- **INSTRUCTION**
Recast the material, from its first line through the line containing "pixel 942 79" inclusive, as a numbered list with blank lines omitted.

^^^^

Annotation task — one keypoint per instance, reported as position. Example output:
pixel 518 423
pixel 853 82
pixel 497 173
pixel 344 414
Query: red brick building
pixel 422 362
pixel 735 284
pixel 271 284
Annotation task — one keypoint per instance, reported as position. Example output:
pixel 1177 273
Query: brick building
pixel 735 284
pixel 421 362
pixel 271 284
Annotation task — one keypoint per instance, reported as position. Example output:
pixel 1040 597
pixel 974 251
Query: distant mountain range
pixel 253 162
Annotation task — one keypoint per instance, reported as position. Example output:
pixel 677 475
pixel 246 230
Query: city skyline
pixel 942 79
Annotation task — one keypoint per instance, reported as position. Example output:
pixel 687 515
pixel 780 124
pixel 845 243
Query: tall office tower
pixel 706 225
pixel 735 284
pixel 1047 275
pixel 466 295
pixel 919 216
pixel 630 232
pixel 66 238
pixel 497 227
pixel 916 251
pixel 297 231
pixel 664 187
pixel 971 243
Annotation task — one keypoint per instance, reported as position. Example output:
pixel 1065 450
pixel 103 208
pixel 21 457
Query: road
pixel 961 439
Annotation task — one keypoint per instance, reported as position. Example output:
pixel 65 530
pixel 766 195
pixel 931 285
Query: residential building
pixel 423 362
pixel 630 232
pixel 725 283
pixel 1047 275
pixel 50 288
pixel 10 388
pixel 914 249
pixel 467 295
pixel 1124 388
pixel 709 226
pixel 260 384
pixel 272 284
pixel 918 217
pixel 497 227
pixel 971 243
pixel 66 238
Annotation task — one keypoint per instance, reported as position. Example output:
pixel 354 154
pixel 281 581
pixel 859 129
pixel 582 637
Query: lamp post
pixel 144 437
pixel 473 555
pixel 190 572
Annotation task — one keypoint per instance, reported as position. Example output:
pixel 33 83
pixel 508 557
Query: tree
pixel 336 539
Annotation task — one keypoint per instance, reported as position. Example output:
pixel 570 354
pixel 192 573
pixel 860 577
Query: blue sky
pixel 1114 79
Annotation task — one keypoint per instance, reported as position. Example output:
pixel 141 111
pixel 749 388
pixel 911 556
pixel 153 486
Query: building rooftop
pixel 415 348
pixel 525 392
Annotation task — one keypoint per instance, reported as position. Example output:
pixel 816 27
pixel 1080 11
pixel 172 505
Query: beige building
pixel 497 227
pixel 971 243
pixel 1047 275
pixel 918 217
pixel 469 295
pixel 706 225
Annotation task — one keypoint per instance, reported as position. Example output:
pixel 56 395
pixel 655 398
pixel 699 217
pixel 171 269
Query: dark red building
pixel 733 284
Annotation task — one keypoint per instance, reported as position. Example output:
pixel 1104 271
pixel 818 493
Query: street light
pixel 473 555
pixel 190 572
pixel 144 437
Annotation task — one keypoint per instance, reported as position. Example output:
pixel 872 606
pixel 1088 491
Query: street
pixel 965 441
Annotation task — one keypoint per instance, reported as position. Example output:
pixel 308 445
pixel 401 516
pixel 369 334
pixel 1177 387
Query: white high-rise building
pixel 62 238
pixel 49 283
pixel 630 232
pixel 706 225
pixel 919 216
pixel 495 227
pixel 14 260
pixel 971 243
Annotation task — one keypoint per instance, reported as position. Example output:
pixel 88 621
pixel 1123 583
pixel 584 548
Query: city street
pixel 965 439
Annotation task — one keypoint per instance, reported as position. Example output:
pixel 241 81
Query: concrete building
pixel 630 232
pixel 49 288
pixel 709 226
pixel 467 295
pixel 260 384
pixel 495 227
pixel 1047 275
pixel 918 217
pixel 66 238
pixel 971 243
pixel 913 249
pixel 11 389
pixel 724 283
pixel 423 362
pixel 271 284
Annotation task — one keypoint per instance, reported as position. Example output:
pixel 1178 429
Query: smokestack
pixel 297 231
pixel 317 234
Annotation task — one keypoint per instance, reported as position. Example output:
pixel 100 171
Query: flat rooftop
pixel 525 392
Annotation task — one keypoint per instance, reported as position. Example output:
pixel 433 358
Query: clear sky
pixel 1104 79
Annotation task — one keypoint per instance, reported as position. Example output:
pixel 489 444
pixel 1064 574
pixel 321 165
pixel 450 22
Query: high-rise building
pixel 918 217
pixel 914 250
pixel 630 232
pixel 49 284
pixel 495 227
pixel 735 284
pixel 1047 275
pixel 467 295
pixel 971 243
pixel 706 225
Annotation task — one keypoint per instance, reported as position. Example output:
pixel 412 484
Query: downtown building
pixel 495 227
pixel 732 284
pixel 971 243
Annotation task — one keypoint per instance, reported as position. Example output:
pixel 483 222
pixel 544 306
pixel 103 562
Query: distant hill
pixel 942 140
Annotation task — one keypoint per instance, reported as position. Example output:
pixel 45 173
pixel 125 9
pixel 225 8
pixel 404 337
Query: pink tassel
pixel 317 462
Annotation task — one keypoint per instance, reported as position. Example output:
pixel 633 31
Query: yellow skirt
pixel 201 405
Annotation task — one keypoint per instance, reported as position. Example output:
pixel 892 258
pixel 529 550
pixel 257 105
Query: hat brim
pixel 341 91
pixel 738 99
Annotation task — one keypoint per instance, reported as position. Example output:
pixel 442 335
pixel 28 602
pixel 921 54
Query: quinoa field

^^^^

- **SOLVED PROBLEM**
1. Annotation task — one keypoint per instance, reported as position. Example output:
2. pixel 518 423
3. pixel 853 82
4. pixel 497 173
5. pixel 344 414
6. Query: red brick building
7. pixel 422 362
8. pixel 735 284
9. pixel 271 284
10. Annotation task — one keypoint per instance, reported as position. Example output:
11. pixel 1177 273
12. Query: brick building
13. pixel 735 284
14. pixel 421 362
15. pixel 271 284
16. Annotation task — one keypoint per instance, reported as position. Example output:
17. pixel 1040 597
18. pixel 974 251
19. Query: distant mountain range
20. pixel 253 162
21. Annotation task — one keypoint per instance, reported as position. Example output:
22. pixel 677 475
23. pixel 246 230
24. Query: city skyline
25. pixel 942 79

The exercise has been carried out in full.